==== BRANO DA LEGGERE

Nel 2013 l’Italia ha registrato il più basso numero di nascite dai tempi dell’unificazione del paese. Colpa anche della crisi e del generale clima di sfiducia. In attesa di cambiamenti più strutturali e incisivi, il bonus di 80 euro per i neonati non va bocciato senza appello. Misura da valutare.

NASCITE SEMPRE PIÙ GIÙ
Nel 2013 in Italia ci sono state 514mila nascite. Mai avevamo toccato un valore così basso dall’Unità in poi. Il minimo, prima del declino più recente, era stato osservato nel 1918, con 640mila nascite, ma c’era allora la grande guerra. Ora abbiamo la grande crisi economica, meno drammatica certamente, ma con effetti congiunturali non trascurabili su una fecondità già da lungo tempo in sofferenza. Il numero medio di figli per donna è sceso per la prima volta sotto la soglia di due (che corrisponde al rimpiazzo generazionale) nel 1977. Nel 1984, esattamente trenta anni fa, il dato è scivolato sotto un figlio e mezzo. Da allora non siamo più stati in grado di arrampicarci sopra tale valore, diventando il paese che da più lungo tempo si trova più vicino a un figlio medio per coppia piuttosto che a due.
L’EFFIMERA RIPRESINA DEL 1995-2008
Prima della crisi economica abbiamo conosciuto una fase di moderata ripresa, in parte dovuta all’immigrazione ma in parte prodotta anche dal recupero delle nascite da parte delle coppie italiane. Una ripresa concentrata soprattutto nelle Regioni del Centro-Nord (Rosina, Del Boca, “L’effimero boom delle nascite”) favorita da una maggiore copertura ed efficienza dei servizi di conciliazione tra lavoro e famiglia.
Questo progresso si è bloccato proprio in concomitanza con la crisi. Dal 1995 al 2008 la fecondità è infatti salita in modo pressoché continuo a livello nazionale (ma con forte eterogeneità territoriale), dopodiché si è sostanzialmente fermata ed è anzi leggermente arretrata (figura 1). Cos’è successo? Si sono ristretti i fondi a favore dei servizi di conciliazione; sono cresciute le coppie in difficoltà economica; i giovani fanno fatica a trovar lavoro e a formare nuovi nuclei familiari; ma oltre ai motivi economici e strutturali, è aumentata l’incertezza verso il futuro e non si percepiscono all’orizzonte segnali convincenti di miglioramento. La prostrante durata della crisi e l’incapacità del sistema paese di imboccare un sentiero promettente di sviluppo bloccano le scelte degli individui e delle famiglie.

========

COMPITO ASSEGNATO 1 —
Secondo il brano, in quale anno il numero medio di figli per donna in Italia è sceso per la prima volta sotto la soglia di due?
COMPITO ASSEGNATO 2 —
In base al brano, perché dopo il 2008 la fecondità in Italia ha smesso di salire?

==== MATERIALE MOSTRATO

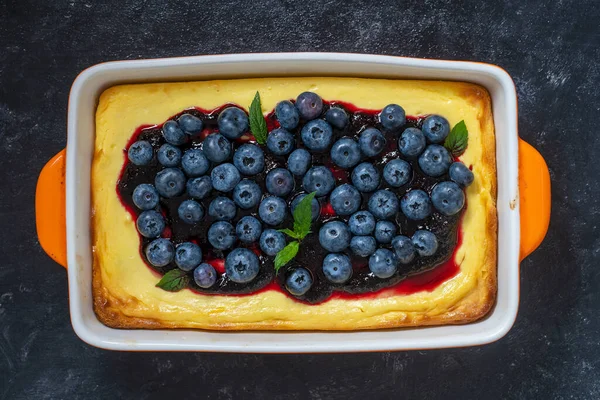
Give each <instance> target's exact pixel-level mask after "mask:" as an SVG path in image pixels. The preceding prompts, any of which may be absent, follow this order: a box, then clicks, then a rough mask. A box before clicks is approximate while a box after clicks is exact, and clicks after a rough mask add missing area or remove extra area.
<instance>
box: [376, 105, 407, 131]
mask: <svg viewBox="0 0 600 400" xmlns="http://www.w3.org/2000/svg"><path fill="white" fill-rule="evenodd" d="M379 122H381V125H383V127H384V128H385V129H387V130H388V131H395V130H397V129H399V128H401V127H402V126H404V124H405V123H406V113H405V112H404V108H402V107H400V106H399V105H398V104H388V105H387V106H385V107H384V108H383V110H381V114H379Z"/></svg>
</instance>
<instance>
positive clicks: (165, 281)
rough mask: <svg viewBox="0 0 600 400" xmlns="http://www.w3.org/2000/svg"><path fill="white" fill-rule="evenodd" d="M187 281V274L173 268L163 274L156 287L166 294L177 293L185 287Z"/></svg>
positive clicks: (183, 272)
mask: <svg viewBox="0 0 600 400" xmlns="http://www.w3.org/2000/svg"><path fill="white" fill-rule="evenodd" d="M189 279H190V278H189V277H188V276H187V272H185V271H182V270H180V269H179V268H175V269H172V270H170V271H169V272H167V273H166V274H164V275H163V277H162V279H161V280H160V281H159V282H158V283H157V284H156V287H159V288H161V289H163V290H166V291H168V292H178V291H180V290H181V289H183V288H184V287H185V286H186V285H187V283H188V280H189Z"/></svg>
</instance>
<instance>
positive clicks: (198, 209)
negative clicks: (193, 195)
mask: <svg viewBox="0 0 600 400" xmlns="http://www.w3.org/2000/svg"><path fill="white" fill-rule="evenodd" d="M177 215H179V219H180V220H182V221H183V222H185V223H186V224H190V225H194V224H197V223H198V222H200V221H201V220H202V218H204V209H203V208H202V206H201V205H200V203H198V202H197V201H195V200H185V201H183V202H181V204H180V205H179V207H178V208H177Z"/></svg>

========
==== MATERIALE MOSTRATO

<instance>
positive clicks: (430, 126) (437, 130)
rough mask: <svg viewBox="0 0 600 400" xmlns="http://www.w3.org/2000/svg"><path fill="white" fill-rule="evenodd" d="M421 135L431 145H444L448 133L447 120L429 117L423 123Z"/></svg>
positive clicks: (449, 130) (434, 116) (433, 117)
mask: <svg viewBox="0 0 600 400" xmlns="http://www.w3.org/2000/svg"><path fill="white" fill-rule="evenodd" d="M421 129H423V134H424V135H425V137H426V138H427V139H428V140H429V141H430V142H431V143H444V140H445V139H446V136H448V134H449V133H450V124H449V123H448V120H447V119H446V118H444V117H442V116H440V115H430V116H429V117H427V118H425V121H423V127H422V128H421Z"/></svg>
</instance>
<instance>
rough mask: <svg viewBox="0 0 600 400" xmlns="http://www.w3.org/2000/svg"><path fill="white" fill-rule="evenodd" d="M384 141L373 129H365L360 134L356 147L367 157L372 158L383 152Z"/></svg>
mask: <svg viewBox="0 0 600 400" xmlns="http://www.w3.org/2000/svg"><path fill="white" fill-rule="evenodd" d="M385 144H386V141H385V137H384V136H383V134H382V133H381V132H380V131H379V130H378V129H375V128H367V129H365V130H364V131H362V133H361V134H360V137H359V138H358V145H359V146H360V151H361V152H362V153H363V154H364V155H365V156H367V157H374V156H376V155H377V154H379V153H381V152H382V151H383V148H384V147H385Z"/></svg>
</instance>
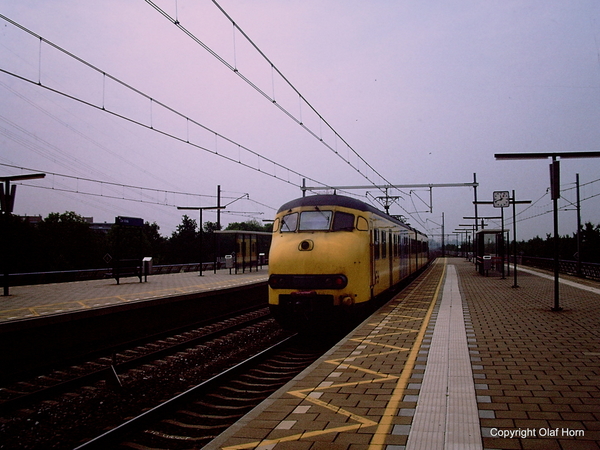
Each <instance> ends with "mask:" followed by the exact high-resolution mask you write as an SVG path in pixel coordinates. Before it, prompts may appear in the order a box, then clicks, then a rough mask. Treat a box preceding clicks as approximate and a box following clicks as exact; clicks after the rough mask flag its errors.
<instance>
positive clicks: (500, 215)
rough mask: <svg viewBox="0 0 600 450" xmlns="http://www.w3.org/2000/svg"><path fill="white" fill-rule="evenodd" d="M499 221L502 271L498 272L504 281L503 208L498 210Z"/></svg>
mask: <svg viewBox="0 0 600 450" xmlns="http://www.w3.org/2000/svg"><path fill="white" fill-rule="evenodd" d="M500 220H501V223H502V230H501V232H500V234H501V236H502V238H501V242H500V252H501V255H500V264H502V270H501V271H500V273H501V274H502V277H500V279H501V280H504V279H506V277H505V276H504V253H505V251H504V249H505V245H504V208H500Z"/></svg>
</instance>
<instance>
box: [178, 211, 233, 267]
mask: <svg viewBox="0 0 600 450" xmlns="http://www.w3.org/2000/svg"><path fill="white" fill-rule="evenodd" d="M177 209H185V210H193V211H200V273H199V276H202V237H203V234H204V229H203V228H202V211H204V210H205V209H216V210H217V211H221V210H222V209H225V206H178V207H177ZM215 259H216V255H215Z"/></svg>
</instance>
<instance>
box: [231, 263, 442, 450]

========
==== MATERIALE MOSTRATO

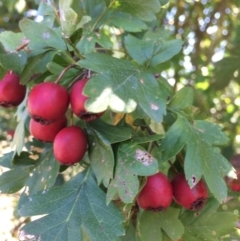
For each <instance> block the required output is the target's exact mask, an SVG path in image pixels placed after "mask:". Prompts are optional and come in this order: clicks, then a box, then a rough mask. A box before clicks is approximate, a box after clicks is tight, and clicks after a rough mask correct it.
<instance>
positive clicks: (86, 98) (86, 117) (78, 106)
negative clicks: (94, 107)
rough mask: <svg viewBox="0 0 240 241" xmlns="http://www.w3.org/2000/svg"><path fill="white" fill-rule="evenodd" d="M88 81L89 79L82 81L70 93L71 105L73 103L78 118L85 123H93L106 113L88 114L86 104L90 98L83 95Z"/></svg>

========

ESITO DEL COMPITO 1 —
Nel 1977.

ESITO DEL COMPITO 2 —
Si sono ristretti i fondi per i servizi di conciliazione tra lavoro e famiglia, sono aumentate le coppie in difficoltà economica e i giovani faticano a trovare lavoro e a formare nuovi nuclei familiari. Inoltre è cresciuta l'incertezza verso il futuro, senza segnali convincenti di miglioramento.